▶ **Exercise directions**
Return, word for word, the lines of the items below, from the line with "query: decorative stone pinnacle" up to and including the line with "(205, 39), (222, 58)".

◇ ◇ ◇ ◇ ◇ ◇ ◇

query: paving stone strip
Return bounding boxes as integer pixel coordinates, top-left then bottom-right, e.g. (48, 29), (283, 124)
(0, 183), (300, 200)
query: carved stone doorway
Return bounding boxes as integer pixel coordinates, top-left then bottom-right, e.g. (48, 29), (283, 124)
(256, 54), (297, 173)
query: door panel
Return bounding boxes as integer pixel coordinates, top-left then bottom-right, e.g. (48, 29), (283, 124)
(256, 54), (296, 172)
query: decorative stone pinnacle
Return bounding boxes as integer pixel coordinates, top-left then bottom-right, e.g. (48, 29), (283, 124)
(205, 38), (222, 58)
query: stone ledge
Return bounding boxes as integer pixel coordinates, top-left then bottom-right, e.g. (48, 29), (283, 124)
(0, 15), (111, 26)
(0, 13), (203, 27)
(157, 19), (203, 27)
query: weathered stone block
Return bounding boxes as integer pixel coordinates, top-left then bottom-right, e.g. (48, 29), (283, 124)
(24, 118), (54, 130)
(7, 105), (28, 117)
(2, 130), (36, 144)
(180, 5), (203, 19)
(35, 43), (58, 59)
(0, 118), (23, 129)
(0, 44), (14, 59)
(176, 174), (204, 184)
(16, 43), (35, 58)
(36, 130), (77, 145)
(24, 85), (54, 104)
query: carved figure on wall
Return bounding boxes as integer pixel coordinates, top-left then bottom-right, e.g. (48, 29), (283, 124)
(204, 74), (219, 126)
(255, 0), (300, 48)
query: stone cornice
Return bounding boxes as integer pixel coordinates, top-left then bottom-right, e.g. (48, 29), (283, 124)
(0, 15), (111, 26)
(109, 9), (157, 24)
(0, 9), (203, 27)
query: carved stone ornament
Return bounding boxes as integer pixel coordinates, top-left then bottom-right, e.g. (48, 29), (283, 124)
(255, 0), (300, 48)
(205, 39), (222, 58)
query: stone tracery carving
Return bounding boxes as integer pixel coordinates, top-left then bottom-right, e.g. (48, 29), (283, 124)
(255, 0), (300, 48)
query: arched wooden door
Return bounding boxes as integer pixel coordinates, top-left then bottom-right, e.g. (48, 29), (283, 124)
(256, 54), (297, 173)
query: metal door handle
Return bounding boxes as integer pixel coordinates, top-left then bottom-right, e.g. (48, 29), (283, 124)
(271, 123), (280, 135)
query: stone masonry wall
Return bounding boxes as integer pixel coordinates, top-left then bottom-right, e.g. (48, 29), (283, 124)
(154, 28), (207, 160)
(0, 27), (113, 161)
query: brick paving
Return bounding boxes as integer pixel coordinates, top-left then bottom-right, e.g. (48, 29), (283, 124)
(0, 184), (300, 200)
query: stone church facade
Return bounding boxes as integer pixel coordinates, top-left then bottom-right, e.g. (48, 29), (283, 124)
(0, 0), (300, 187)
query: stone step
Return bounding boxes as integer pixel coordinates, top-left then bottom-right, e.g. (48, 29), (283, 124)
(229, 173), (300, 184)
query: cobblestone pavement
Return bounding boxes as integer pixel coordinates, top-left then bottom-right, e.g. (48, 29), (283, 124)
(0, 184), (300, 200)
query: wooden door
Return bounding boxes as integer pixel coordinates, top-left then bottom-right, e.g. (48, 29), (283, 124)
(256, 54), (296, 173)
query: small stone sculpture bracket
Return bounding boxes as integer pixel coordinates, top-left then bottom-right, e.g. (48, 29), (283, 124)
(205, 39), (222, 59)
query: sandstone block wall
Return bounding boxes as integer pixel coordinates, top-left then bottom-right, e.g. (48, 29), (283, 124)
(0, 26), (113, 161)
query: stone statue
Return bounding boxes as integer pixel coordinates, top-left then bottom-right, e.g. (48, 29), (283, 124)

◇ ◇ ◇ ◇ ◇ ◇ ◇

▶ **Result below**
query: decorative stone pinnacle
Return bounding boxes as integer pixel coordinates, top-left then bottom-right, e.g. (48, 29), (283, 124)
(205, 38), (222, 58)
query: stone ledge
Return bounding boxes as integer pixel coordinates, top-left then bottom-right, e.g. (48, 29), (283, 124)
(0, 15), (111, 26)
(0, 13), (203, 27)
(157, 19), (203, 27)
query: weathered stone block
Return bounding boxes as integer pixel coordinates, top-left then bottom-right, e.g. (48, 29), (283, 124)
(24, 118), (54, 130)
(7, 105), (28, 117)
(2, 130), (36, 144)
(180, 5), (203, 19)
(35, 43), (58, 59)
(0, 118), (23, 129)
(0, 44), (14, 59)
(176, 174), (204, 184)
(16, 43), (35, 58)
(36, 130), (77, 145)
(24, 85), (54, 104)
query: carved figure on wall
Return bounding boxes as integer pixel coordinates, top-left then bottom-right, e.g. (48, 29), (283, 124)
(204, 74), (219, 126)
(255, 0), (300, 48)
query: stone cornice
Return bounding boxes as integer pixel coordinates, top-left then bottom-right, e.g. (48, 29), (283, 124)
(0, 15), (111, 26)
(109, 9), (157, 24)
(0, 9), (203, 27)
query: carved stone ornament
Return bounding boxes as integer pixel coordinates, top-left then bottom-right, e.g. (48, 29), (283, 124)
(255, 0), (300, 48)
(205, 39), (222, 58)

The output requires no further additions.